→ **The problem**
Pick up the article on Yeshiva University's two Geniza fragments after its final sentence and continue writing it.

→ **Provided passage**
┄┄┄┄┄┄┄┄┄┄

A fragment of a piyyut by Qilliri for Yom Kippur from the Collection of Yeshiva University
Shulamith Berger, Joseph Ginsberg, and Aaron Koller1
Yeshiva University owns two Geniza fragments. The first, published back in 1906 by Siegmund Fraenkel, is a section of Saadia’s commentary on Isaiah.2 The second is a fragment of a piyyut by El‘azar Qilliri. Although the piyyut is well known and has been published with a full critical apparatus and commentary, the YU fragment has flown under the radar.3 As we will see, though, our little fragment has its own stories to tell.
The two fragments were part of the archive of Rabbi Dr. Louis Lewin (1868 in Znin, Posen – 1941 in Bene Berak, Mandatory Palestine), who was married to Fraenkel’s sister Meta. Lewin was a professional rabbi in various German-speaking communities in Eastern Europe, eventually Breslau (now Wrocław, Poland). He also had a PhD from Heidelberg; his doctorate on the second-century Rabbi Simeon b. Yoḥai was allegedly the first Jewish biography accepted as a doctoral dissertation at a German university.4 It is possible that the two Geniza fragments came to Lewin through his wife, who perhaps inherited them from her unmarried brother when he passed away in 1909.5
Throughout his rabbinic career Lewin contributed historical pieces on Eastern European Jewry to learned journals, encyclopedias, and other publications.6 For this research, Lewin spent a lot of time in various archives of the Posen and Silesian Jewish communities and often commissioned copies of archival documents, in addition to other manuscripts he collected.

┄┄┄┄┄┄┄┄┄┄

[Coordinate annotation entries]

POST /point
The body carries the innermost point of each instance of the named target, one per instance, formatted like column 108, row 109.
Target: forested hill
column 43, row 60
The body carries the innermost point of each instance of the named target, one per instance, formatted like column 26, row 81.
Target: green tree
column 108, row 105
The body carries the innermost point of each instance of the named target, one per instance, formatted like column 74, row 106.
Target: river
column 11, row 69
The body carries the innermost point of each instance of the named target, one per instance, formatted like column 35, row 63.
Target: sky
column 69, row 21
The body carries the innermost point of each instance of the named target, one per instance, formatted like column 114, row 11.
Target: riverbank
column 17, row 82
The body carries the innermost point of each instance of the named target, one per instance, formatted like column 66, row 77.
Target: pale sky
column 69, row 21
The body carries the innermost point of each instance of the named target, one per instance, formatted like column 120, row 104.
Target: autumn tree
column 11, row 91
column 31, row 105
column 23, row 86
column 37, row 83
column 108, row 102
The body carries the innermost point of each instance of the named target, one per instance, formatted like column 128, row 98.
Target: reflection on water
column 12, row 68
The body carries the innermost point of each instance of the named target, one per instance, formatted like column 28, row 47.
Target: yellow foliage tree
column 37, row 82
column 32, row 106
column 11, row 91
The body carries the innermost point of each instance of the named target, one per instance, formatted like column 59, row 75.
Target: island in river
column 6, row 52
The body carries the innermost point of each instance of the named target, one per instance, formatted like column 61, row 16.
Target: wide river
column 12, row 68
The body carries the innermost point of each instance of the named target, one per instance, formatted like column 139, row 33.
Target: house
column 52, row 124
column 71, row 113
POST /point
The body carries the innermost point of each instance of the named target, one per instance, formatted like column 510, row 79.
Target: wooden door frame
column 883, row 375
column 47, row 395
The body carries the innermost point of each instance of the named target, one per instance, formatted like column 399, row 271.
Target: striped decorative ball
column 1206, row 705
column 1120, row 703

┄┄┄┄┄┄┄┄┄┄

→ **Answer to the exercise**
Lewin’s cousin Morris Alexander was married to Solomon Schechter’s daughter; while a student Lewin also attended the lectures of Moritz Steinschneider. Both Schechter and Steinschneider served as models whom Lewin emulated in his own cataloguing and preservation of old materials. In the late 1930s, Lewin’s son Daniel brought the collection to London, where it survived the Blitz and the Second World War. After the war, Yeshiva University professor, Isaac Lewin, became aware of it in London and brought it to the attention of university president Samuel Belkin. (We have been unable to puzzle out the relationship between Isaac Lewin and Louis Lewin, if there was one.) In 1948, YU purchased the archive, which numbered 443 manuscripts.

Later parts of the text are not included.